START Data extract

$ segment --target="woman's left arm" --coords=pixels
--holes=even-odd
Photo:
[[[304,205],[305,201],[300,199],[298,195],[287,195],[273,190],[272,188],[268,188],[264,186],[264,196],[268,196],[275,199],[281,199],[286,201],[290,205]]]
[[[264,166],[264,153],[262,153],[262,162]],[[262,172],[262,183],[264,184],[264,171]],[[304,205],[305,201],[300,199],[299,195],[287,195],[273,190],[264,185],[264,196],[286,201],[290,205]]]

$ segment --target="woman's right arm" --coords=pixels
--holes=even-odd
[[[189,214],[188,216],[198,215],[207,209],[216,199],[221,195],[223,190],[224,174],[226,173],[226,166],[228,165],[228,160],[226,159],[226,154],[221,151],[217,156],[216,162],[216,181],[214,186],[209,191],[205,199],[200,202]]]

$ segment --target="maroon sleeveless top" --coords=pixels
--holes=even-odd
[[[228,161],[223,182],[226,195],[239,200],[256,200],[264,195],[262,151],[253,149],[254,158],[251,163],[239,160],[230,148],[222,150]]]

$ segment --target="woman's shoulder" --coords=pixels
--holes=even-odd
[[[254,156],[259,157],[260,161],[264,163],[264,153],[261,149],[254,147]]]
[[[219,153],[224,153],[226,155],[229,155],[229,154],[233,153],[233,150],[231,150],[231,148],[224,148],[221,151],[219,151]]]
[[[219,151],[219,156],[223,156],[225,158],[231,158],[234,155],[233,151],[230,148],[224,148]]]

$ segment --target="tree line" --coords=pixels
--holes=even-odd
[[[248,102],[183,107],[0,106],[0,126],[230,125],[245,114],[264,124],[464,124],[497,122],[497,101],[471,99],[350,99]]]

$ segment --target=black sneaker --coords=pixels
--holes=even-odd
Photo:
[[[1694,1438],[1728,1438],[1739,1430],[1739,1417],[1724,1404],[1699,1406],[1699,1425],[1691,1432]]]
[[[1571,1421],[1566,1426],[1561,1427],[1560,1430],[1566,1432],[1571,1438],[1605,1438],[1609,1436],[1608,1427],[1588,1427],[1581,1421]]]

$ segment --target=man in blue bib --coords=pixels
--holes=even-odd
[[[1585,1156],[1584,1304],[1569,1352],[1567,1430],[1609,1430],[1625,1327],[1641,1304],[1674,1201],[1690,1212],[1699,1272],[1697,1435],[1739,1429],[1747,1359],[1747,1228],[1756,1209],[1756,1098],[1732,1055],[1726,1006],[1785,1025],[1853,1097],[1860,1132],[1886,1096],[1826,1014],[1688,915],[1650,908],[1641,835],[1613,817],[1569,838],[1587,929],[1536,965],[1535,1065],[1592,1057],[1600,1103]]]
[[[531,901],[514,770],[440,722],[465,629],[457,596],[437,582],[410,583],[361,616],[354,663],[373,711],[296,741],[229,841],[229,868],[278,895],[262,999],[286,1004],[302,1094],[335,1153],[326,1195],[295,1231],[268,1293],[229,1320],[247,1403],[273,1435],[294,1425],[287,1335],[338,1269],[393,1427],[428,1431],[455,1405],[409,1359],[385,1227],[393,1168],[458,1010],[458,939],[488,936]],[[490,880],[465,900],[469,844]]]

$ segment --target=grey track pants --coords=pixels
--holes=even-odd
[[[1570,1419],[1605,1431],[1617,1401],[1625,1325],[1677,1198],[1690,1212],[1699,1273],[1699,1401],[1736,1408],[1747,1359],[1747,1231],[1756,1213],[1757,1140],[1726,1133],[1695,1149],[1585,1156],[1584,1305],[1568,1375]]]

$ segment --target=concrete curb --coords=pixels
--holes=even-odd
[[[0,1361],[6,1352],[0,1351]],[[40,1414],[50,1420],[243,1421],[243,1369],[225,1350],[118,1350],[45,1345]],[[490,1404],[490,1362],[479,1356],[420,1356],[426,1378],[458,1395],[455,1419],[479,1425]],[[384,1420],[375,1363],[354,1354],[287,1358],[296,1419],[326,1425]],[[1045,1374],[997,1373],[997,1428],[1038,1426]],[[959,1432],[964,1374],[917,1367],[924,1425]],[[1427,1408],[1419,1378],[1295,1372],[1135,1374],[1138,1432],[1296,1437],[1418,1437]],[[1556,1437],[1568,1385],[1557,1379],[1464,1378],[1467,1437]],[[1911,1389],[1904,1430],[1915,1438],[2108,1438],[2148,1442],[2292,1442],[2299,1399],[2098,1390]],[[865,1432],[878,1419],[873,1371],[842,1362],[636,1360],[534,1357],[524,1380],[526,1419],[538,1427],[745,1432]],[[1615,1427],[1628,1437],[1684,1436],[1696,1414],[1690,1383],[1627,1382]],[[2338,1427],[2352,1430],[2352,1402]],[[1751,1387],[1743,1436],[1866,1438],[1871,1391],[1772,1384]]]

END Data extract

# About this exercise:
Return each line above where the word "woman" shows up.

# Task output:
$ segment --target="woman's left arm" --coords=pixels
$ segment --target="woman's right arm" --coords=pixels
$ segment --target="woman's shoulder" --coords=pixels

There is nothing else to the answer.